CONSIGNE: Présente toute la liste ci-dessous sous forme de CSV à deux colonnes, enonce et reponse, avec une ligne pour chaque énoncé et sa réponse, chacun dans un seul champ entre guillemets où les sauts de ligne deviennent des espaces. N'inclus pas les images.

○ ○ ○ ○ ○

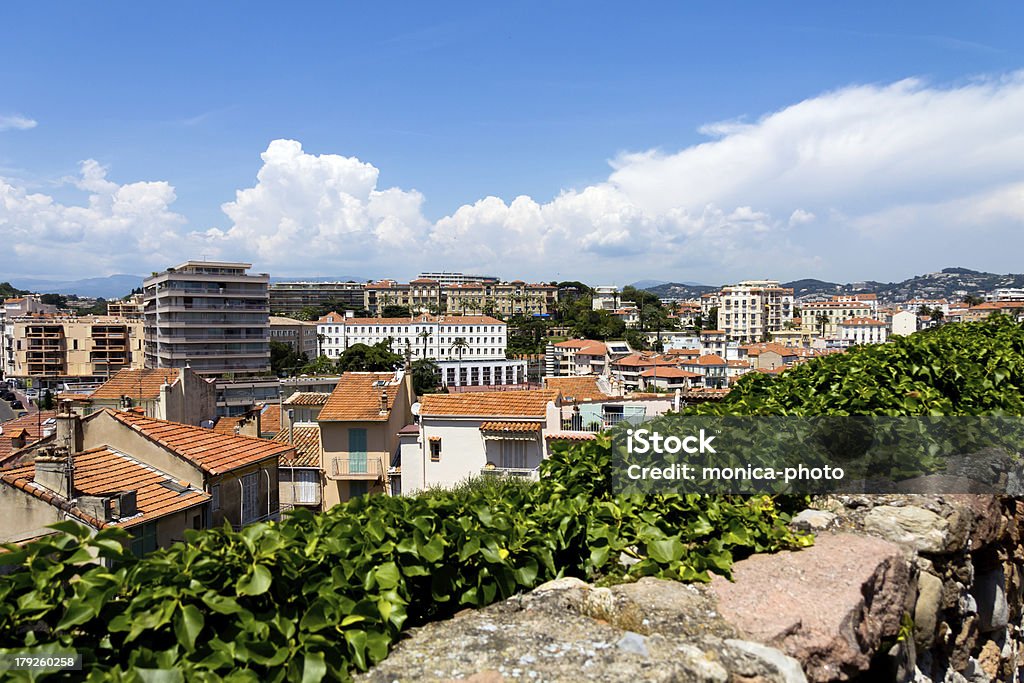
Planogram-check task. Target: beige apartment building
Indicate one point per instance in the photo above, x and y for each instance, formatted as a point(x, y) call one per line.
point(55, 348)
point(753, 309)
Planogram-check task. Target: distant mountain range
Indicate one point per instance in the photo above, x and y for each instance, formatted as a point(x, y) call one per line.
point(112, 287)
point(946, 284)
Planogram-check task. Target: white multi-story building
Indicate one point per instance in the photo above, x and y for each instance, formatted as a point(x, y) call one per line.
point(469, 349)
point(863, 331)
point(753, 309)
point(605, 297)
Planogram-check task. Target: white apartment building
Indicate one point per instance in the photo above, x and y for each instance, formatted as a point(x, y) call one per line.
point(211, 315)
point(863, 331)
point(605, 297)
point(821, 318)
point(754, 308)
point(469, 349)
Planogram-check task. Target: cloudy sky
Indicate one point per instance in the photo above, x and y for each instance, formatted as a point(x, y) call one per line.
point(591, 141)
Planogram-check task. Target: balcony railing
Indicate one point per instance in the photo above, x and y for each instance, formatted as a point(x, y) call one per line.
point(520, 472)
point(355, 468)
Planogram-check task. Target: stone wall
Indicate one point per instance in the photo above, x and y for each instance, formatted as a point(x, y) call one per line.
point(896, 588)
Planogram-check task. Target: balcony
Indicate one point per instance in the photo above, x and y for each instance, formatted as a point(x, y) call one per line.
point(355, 468)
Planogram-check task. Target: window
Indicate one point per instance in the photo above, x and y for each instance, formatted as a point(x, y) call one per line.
point(357, 450)
point(250, 498)
point(144, 540)
point(306, 486)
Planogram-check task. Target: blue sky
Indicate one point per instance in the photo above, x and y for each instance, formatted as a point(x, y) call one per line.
point(457, 102)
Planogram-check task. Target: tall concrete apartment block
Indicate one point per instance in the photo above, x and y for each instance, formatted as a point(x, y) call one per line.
point(213, 316)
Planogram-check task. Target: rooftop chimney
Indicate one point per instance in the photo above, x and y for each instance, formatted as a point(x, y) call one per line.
point(69, 431)
point(54, 471)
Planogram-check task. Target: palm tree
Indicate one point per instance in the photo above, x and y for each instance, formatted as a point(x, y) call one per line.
point(460, 345)
point(425, 336)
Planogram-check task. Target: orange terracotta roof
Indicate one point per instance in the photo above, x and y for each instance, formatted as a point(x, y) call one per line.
point(577, 388)
point(510, 427)
point(498, 403)
point(32, 424)
point(356, 399)
point(103, 471)
point(137, 384)
point(307, 398)
point(208, 450)
point(227, 425)
point(670, 373)
point(307, 445)
point(269, 419)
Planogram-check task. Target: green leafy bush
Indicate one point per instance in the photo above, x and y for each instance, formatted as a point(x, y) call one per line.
point(970, 369)
point(316, 596)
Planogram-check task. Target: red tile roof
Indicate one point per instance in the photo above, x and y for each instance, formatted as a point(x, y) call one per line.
point(138, 384)
point(211, 452)
point(32, 424)
point(355, 398)
point(510, 427)
point(307, 445)
point(102, 471)
point(577, 388)
point(530, 403)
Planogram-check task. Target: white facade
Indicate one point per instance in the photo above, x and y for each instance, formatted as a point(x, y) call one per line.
point(605, 298)
point(863, 331)
point(437, 338)
point(754, 308)
point(904, 323)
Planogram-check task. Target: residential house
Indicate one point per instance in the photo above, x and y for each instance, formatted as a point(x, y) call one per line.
point(358, 428)
point(477, 434)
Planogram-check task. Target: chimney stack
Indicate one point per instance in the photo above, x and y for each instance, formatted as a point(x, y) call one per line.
point(69, 432)
point(54, 471)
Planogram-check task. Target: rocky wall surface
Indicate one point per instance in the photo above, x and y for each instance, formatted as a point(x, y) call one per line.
point(896, 588)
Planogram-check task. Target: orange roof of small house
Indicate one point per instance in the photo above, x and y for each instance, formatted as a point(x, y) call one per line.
point(525, 403)
point(103, 471)
point(210, 451)
point(306, 442)
point(357, 397)
point(32, 424)
point(577, 388)
point(142, 384)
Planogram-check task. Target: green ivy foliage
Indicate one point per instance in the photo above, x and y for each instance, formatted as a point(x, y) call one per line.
point(318, 596)
point(969, 369)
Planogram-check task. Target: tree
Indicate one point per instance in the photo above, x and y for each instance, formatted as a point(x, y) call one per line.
point(460, 345)
point(285, 359)
point(360, 357)
point(426, 376)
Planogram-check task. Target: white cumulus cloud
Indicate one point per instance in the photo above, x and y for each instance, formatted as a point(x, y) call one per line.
point(15, 122)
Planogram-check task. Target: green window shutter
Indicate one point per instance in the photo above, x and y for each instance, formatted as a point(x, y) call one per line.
point(357, 450)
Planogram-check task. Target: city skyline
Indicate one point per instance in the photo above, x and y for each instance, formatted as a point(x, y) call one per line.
point(894, 154)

○ ○ ○ ○ ○

RÉPONSE ATTENDUE:
enonce,reponse
"Planogram-check task. Target: beige apartment building Indicate one point per instance in the photo above, x and y for each instance, formatted as a point(x, y) call one per line.","point(55, 348) point(753, 309)"
"Planogram-check task. Target: distant mountain range Indicate one point per instance in the photo above, x and y for each instance, formatted as a point(x, y) call one per line.","point(112, 287) point(946, 284)"
"Planogram-check task. Target: white multi-story building Indicate one point per instance in the photo above, x and y for each instance, formatted as a point(x, y) call one per line.","point(469, 349) point(863, 331) point(753, 309) point(605, 297)"
"Planogram-check task. Target: white apartment building Indicate one point per instance in the photo above, x and y for each instance, formatted as a point(x, y) call one per line.","point(211, 315) point(863, 331) point(605, 297) point(821, 318) point(754, 308) point(469, 349)"
"Planogram-check task. Target: cloudy sky Indicate one point per instance in the photo above, x and y for each instance, formatted as a point(x, y) call one per line.","point(591, 141)"
"Planogram-check task. Target: balcony railing Indicate one point per instance in the photo above, x and y for each instance, formatted as a point(x, y) call one per line.","point(520, 472) point(355, 468)"
"Planogram-check task. Target: stone wall Indicate one point per instance in the photo above, x and y for each instance, formatted as a point(x, y) call one per line.","point(896, 588)"
"Planogram-check task. Target: balcony Indicate one point per instance in the photo above, x and y for each instance, formatted as a point(x, y) call one per line.","point(355, 468)"
"Planogram-check task. Target: window Indicate one point per instance in the photo above, x and y for each instance, formatted as a point(x, y) call one per line.","point(357, 450) point(250, 498) point(144, 540) point(306, 486)"
"Planogram-check task. Target: blue sky Indicate one point per instance in the photo above, x and y for each instance, formatted as a point(x, y) call one per line.","point(457, 102)"
"Planogram-check task. Target: tall concrete apartment block Indicate one point per instance in the photo above, x and y for each instance, formatted as a point(x, y) call one per line.","point(213, 316)"
"Planogram-check task. Target: rooftop chimney Indicate one point per instance in the photo above, x and y for each instance, formatted as a point(x, y) call one per line.","point(69, 431) point(54, 471)"
"Planogram-check task. Target: palm tree Indicate one point per instance in the photo above, x and y for each instance, formatted as a point(x, y) call one per line.","point(460, 345) point(425, 336)"
"Planogram-check task. Target: orange terracotta roof Indicate one point per instance in the photo above, x and y for each instance, formatted as a point(x, y) call one per line.","point(577, 388) point(510, 427) point(498, 403) point(32, 424) point(356, 399) point(103, 471) point(137, 384) point(307, 398) point(208, 450) point(227, 425) point(670, 373) point(307, 445) point(269, 419)"
"Planogram-check task. Target: green leafy bush Indicate one point per instance in the photo above, x and y for each instance, formatted as a point(x, y) call one per line.","point(970, 369) point(316, 596)"
"Planogram-check task. Target: red tile roof Indicate one point per instance in the photo above, x and y for each instance, formatted as a point(x, y) call one per line.","point(138, 384) point(211, 452) point(32, 424) point(355, 398) point(510, 427) point(307, 445) point(102, 471) point(577, 388) point(530, 403)"
"Planogram-check task. Target: white facade Indicate one point per instance in the photo above, x and y for each instance, formatted as a point(x, y) call one per line.","point(605, 298) point(863, 331) point(437, 338) point(754, 308) point(904, 323)"
"Planogram-check task. Target: residential house Indicate one point per instance in the photo above, x and y for each instance, formatted as a point(x, y) call one per line.","point(358, 428) point(477, 434)"
"Planogram-check task. Target: chimney stack Indicate one point per instance in the photo above, x and y for each instance, formatted as a point(x, y) call one per line.","point(69, 432) point(54, 471)"
"Planogram-check task. Target: rocky wall surface Indicate one point per instance in the photo above, x and y for each instance, formatted as a point(x, y) call one per line.","point(896, 588)"
"Planogram-check task. Target: orange roof of small house Indicate one point per instance in the photo above, x and y for each instance, formatted as a point(x, y) call one per line.","point(525, 403) point(103, 471) point(210, 451) point(306, 442) point(357, 397) point(32, 424) point(577, 388) point(142, 384)"
"Planogram-check task. Target: green ivy foliage Indicate one point per instance in the photo above, x and y for each instance, formatted as a point(x, y) call one per line.","point(318, 596) point(969, 369)"
"Planogram-check task. Target: tree Indicate one point per instance in the photo above, x and y for each instance, formatted as a point(x, y) call one per line.","point(460, 345) point(285, 359) point(360, 357) point(426, 376)"
"Planogram-check task. Target: white cumulus cloud Indicate one point per instance in the photo above, x and y for each instance, formatted as a point(x, y) call one per line.","point(15, 122)"
"Planogram-check task. Target: green window shutter Indicate one point per instance in the photo above, x and y for each instance, formatted as a point(x, y) call one per line.","point(357, 450)"
"Planogram-check task. Target: city skyline Indicate one point per instance in the photo above, x and y for each instance, formatted as a point(x, y) call one per line.","point(894, 154)"